Stored data entries:

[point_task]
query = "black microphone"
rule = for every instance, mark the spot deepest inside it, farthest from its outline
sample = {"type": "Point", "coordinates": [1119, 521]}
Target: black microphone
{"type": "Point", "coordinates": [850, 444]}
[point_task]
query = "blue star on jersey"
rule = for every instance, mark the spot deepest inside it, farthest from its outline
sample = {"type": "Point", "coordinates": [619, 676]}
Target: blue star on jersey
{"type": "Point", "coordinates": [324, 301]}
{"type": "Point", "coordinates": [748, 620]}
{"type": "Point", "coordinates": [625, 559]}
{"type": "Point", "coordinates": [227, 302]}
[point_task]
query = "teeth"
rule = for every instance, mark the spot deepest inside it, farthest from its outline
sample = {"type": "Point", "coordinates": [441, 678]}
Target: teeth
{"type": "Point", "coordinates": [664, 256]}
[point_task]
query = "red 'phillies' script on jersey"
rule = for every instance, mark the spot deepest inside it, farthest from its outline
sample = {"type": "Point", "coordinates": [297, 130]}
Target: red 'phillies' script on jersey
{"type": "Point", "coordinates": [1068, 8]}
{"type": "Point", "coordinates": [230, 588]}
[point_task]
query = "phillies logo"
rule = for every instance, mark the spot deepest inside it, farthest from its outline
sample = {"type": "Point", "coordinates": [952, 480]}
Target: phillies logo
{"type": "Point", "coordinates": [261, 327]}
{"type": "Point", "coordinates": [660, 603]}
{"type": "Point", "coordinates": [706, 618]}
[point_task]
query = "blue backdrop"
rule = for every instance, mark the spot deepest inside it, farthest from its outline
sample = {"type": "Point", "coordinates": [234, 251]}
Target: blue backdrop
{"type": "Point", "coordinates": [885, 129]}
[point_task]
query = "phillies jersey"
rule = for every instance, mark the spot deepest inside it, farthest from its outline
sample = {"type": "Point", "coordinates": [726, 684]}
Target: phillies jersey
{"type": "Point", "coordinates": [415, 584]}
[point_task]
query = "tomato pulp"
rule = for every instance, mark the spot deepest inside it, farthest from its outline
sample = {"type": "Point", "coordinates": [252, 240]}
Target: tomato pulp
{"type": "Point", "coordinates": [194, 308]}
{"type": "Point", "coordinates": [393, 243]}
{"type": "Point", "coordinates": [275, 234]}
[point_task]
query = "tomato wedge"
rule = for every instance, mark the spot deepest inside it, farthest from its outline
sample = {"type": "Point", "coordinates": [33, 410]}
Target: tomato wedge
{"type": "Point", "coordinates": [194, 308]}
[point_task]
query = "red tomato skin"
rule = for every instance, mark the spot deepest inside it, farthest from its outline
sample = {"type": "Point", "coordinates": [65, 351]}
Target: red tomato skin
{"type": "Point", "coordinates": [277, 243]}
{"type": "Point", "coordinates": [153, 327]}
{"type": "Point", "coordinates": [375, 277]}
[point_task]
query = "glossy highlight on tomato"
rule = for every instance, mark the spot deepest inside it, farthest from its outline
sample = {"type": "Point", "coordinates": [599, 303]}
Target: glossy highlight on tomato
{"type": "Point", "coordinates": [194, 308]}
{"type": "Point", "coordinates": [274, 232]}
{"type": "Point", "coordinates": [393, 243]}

→ **Directions**: Please retype all of the records, keeping each line exactly as it is.

→ **Task response**:
[point_task]
query = "black microphone"
rule = for every instance, mark the spot deepest inside it, farthest from its outline
sample = {"type": "Point", "coordinates": [1119, 521]}
Target: black microphone
{"type": "Point", "coordinates": [850, 444]}
[point_task]
query = "blue star on jersey"
rule = for every instance, mark the spot deepest inside it, farthest from its outline
sample = {"type": "Point", "coordinates": [619, 676]}
Target: blue star on jersey
{"type": "Point", "coordinates": [324, 301]}
{"type": "Point", "coordinates": [748, 620]}
{"type": "Point", "coordinates": [625, 559]}
{"type": "Point", "coordinates": [227, 302]}
[point_task]
query = "teeth"
rule = for every instance, mark the spot deepest inside it, farthest from its outline
sample = {"type": "Point", "coordinates": [441, 678]}
Target: teeth
{"type": "Point", "coordinates": [664, 256]}
[point_task]
query = "red 'phillies' script on jersey"
rule = for every instance, mark the spot deepest inside it, farthest from its outline
sample = {"type": "Point", "coordinates": [297, 130]}
Target: red 'phillies' script on jersey
{"type": "Point", "coordinates": [1068, 8]}
{"type": "Point", "coordinates": [230, 588]}
[point_task]
query = "phillies logo"
rule = for every instance, mark the spot deepest inside it, farthest from its outline
sample = {"type": "Point", "coordinates": [952, 480]}
Target: phillies logo
{"type": "Point", "coordinates": [261, 327]}
{"type": "Point", "coordinates": [660, 603]}
{"type": "Point", "coordinates": [706, 618]}
[point_task]
query = "blue backdrop"
rule = for every instance, mark the spot deepest inside it, farthest from its outline
sample = {"type": "Point", "coordinates": [234, 251]}
Target: blue backdrop
{"type": "Point", "coordinates": [885, 129]}
[point_task]
query = "phillies jersey"
rule = for every instance, mark the spot deepest inside it, farthest from its outline
sample = {"type": "Point", "coordinates": [726, 684]}
Target: phillies jersey
{"type": "Point", "coordinates": [415, 584]}
[point_task]
query = "tomato pulp"
rule = for every instance, mark the spot deepest inside it, farthest from its outline
sample = {"type": "Point", "coordinates": [252, 240]}
Target: tomato pulp
{"type": "Point", "coordinates": [194, 308]}
{"type": "Point", "coordinates": [393, 243]}
{"type": "Point", "coordinates": [275, 234]}
[point_task]
query = "tomato wedge"
rule = for every instance, mark the spot deepest inside it, farthest from its outline
sample = {"type": "Point", "coordinates": [33, 410]}
Target: tomato wedge
{"type": "Point", "coordinates": [194, 308]}
[point_task]
query = "red tomato skin"
rule = for every instance, mark the spot deepest inside it, farthest from its outline
sample = {"type": "Point", "coordinates": [65, 351]}
Target: red tomato skin
{"type": "Point", "coordinates": [277, 243]}
{"type": "Point", "coordinates": [153, 327]}
{"type": "Point", "coordinates": [375, 277]}
[point_task]
query = "glossy highlight on tomato"
rule = for every instance, mark the spot deepest inside it, farthest from its outline
sample = {"type": "Point", "coordinates": [599, 303]}
Target: glossy highlight on tomato
{"type": "Point", "coordinates": [194, 308]}
{"type": "Point", "coordinates": [274, 232]}
{"type": "Point", "coordinates": [393, 243]}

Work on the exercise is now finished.